[PAGE EXTRACT Boundary: Start]

But in six months after Zaied’s testimony – a period that coincided with the death of another solid waste worker, who was crushed by a trash truck in November – Cumming’s office found dozens of continuing problems at the agency.
Among them:
• Workers were still not subject to performance reviews, encouraging a culture of favoritism and retaliation.
• A “task work” system instituted years ago in lieu of increased pay – allowing workers to speed through their routes in order to get overtime assignments – created an incentive to work fast and pressure to ignore illness and injuries.
• Workers who reported an injury a day or more after it happened were subject to discipline.
• Supervisors reportedly tolerated and participated in drug and alcohol use on the job.
• The Mercy Medical Center clinic that injured or ill workers are exclusively sent to frequently failed to conduct physical exams.
• A human resources manager spent $2,500 to have the agency’s workers comp vendor spy on an employee, even though the worker had no compensation claim on file.
This surveillance, Cumming wrote, “yielded no substantial results,” but created “an appearance of retaliatory actions and “potentially encroached on an employee’s right to privacy.”
$82,000 for Faulty Jackets
One of the more striking findings in the report was that, even after two worker deaths, so little care was taken by DPW to protect workers from the cold and other environmental conditions.
Numerous employees told the IG they had difficulty obtaining jackets, uniforms and boots this winter, saying the allocation of one work boot per year wasn’t enough.
• On a day in December when temperatures were in the 20s and low 30s, the IG observed many workers at the Bowley’s Lane and Cherry Hill yards without uniforms or gloves.
“Some who had been with DPW past their six-month probation period stated they had never received a winter jumper or gloves,” she pointed out.
DPW ordered 676 battery-powered heated jackets for $82,134. But Cumming discovered they didn’t have insulated hoods and the batteries were weak and not waterproof.
• A worker recalled having the sole of their shoe fall off from the wear and tear of working in city streets and alleys.
“The supervisor explained that the worker had to duct tape the sole and shoe back together,” Cumming reported.
• DPW ordered 676 battery-powered heated jackets for $82,134 – or $121.50 per jacket. But Cumming discovered the jackets didn’t have insulated hoods and the batteries were not waterproof and did not last through a normal workday.
“The battery pack’s power lasted two hours while the jacket was on the high-heat setting, which would be needed in extreme cold temperatures.”
“Do we need a consent decree?”
Remarking on the Cumming report on his WBAL 1090 radio show last week, host Bryan Nehman stated the obvious:
“Why is that such a hard thing? Boots or a uniform for someone who, quite frankly, doesn’t make a whole lot of money?”
For co-host Clarence “C4” Mitchell IV, the toxic culture seemingly hardwired into the solid waste operation called to mind the federal consent decree that was imposed to purge the Baltimore Police Department of its toxic culture.
“Why should we not want a similar process?” Mitchell asked, adding:
“Where there is a third party overseeing the Department of Public Works to make sure that the things we’re talking about don’t happen again [after] two people tragically lose their lives?”

[PAGE EXTRACT Boundary: End]

• WORK ORDER 1:
Answer these from the passage on the Department of Public Works:
(a) How much did a human resources manager spend to have the workers comp vendor spy on an employee?
(b) At which two yards did the IG see workers without uniforms or gloves?
(c) On which radio station does Bryan Nehman host his show?
• WORK ORDER 2: Copy the passage on the Department of Public Works word for word from "This surveillance, Cumming" up to and including "she pointed out.".

[DATA EXTRACT Boundary: Start]

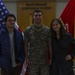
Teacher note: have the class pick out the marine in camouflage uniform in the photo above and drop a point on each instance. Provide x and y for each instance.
(38, 46)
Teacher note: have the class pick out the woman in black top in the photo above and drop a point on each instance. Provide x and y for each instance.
(63, 49)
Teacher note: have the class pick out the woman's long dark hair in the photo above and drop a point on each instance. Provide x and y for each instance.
(62, 29)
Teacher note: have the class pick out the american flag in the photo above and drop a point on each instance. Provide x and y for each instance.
(3, 12)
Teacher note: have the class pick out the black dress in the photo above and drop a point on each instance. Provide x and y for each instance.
(60, 49)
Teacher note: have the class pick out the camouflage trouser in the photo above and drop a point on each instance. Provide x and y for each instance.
(38, 70)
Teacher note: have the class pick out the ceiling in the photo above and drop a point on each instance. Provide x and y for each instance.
(37, 0)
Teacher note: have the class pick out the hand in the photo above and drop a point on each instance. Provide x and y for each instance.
(68, 57)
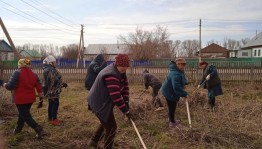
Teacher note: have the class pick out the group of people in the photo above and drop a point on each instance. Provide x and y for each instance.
(107, 87)
(23, 84)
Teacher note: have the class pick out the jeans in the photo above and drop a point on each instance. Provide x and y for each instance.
(171, 110)
(110, 131)
(53, 105)
(156, 99)
(25, 116)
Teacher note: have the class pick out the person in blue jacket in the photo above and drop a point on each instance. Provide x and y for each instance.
(174, 87)
(211, 82)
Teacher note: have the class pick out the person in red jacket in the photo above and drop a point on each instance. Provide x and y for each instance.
(23, 83)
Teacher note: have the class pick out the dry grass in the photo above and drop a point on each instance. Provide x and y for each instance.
(237, 122)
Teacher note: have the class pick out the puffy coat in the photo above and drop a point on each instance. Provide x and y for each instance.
(174, 84)
(24, 82)
(94, 68)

[DATA EXTRACT Boundary: End]

• RESPONSE AREA 1:
(a) $2,500
(b) Bowley's Lane and Cherry Hill
(c) WBAL 1090

• RESPONSE AREA 2:
This surveillance, Cumming wrote, “yielded no substantial results,” but created “an appearance of retaliatory actions and “potentially encroached on an employee’s right to privacy.”
$82,000 for Faulty Jackets
One of the more striking findings in the report was that, even after two worker deaths, so little care was taken by DPW to protect workers from the cold and other environmental conditions.
Numerous employees told the IG they had difficulty obtaining jackets, uniforms and boots this winter, saying the allocation of one work boot per year wasn’t enough.
• On a day in December when temperatures were in the 20s and low 30s, the IG observed many workers at the Bowley’s Lane and Cherry Hill yards without uniforms or gloves.
“Some who had been with DPW past their six-month probation period stated they had never received a winter jumper or gloves,” she pointed out.